* **Stated problem**
Please reproduce the records word for word, starting at the line that contains "Target: **man in black t-shirt**" and ending at the line that contains "383], [217, 384]]]", with both of those lines included. Leave the pictures out of your answer.

* **Materials provided**

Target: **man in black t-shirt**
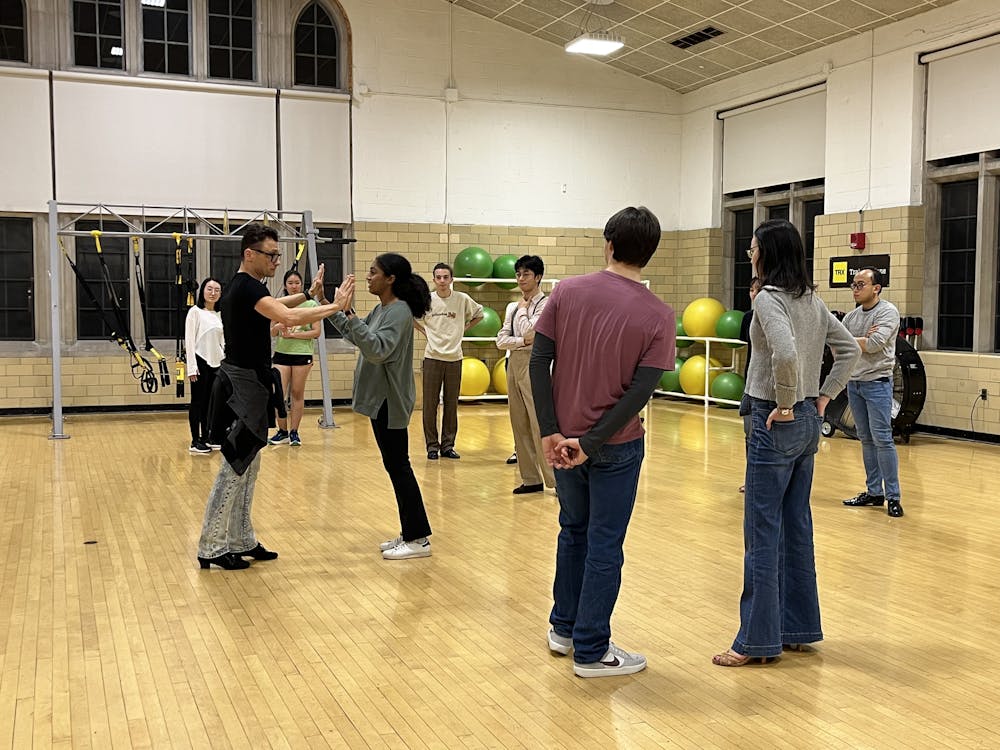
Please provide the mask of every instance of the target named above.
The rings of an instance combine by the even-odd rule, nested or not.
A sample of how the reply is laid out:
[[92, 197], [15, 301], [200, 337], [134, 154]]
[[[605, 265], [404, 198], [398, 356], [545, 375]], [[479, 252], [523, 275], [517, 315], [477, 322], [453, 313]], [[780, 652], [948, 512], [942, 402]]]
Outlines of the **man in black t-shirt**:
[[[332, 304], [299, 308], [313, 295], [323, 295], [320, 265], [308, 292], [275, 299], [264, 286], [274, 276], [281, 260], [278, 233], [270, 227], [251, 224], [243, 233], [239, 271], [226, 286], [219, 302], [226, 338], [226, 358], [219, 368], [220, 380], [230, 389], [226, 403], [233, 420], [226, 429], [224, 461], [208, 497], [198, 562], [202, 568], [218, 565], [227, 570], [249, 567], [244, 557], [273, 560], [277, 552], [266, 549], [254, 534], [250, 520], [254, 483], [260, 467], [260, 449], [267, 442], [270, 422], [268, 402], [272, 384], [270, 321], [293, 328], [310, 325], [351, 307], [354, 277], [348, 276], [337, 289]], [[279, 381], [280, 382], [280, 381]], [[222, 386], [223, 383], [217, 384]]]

---

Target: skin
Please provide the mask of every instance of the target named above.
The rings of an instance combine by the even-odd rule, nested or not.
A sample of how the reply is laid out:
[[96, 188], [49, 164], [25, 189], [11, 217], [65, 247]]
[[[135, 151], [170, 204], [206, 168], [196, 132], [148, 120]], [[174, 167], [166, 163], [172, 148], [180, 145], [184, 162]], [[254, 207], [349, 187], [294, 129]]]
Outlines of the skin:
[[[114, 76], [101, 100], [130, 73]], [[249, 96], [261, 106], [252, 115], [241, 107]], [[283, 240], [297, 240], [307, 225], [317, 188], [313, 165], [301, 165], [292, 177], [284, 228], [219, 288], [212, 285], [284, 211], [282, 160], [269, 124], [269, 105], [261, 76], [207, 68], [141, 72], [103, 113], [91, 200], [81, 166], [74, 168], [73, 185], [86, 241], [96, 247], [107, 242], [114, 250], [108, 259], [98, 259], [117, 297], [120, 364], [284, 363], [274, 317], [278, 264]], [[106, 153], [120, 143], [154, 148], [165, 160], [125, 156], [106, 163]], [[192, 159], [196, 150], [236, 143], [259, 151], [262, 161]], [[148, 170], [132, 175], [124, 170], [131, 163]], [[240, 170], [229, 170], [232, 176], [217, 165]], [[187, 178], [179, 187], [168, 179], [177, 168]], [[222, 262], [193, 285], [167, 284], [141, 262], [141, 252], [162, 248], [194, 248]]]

--

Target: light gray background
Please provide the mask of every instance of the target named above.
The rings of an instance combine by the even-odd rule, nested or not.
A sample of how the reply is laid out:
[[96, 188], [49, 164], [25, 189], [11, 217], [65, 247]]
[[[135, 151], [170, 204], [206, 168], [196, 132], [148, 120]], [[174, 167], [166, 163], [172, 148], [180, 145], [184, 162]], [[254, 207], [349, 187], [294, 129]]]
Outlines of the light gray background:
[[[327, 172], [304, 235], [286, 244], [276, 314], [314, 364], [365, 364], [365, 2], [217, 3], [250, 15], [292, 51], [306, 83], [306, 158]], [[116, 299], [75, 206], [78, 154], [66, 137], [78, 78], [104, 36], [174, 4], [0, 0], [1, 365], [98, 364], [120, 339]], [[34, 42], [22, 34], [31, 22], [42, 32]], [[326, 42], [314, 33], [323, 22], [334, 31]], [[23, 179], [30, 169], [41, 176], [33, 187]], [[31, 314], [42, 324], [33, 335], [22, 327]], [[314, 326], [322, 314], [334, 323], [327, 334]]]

* **Answer**
Target: **man in black t-shirt**
Please provide the mask of every instance of the target named above.
The rings of an instance combine by the even-odd rule, nested or not.
A sample of how the reply is laid out:
[[92, 197], [15, 301], [200, 337], [134, 154]]
[[[605, 265], [404, 198], [398, 356], [545, 375]], [[479, 252], [523, 275], [517, 315], [477, 322], [453, 313]], [[780, 652], [948, 512], [942, 402]]]
Outlines of the **man in black t-shirt**:
[[[332, 304], [299, 308], [313, 295], [323, 295], [320, 265], [308, 292], [275, 299], [264, 286], [274, 276], [281, 260], [278, 233], [270, 227], [251, 224], [243, 233], [239, 271], [226, 286], [219, 302], [226, 338], [226, 358], [219, 368], [220, 380], [230, 389], [226, 403], [233, 420], [226, 429], [224, 461], [208, 497], [198, 562], [202, 568], [218, 565], [227, 570], [249, 567], [244, 557], [273, 560], [277, 552], [266, 549], [254, 534], [250, 520], [254, 483], [260, 467], [260, 449], [267, 442], [270, 422], [268, 402], [272, 384], [270, 321], [293, 328], [310, 325], [351, 307], [354, 277], [348, 276], [337, 289]], [[279, 381], [280, 382], [280, 381]], [[222, 386], [223, 383], [217, 384]]]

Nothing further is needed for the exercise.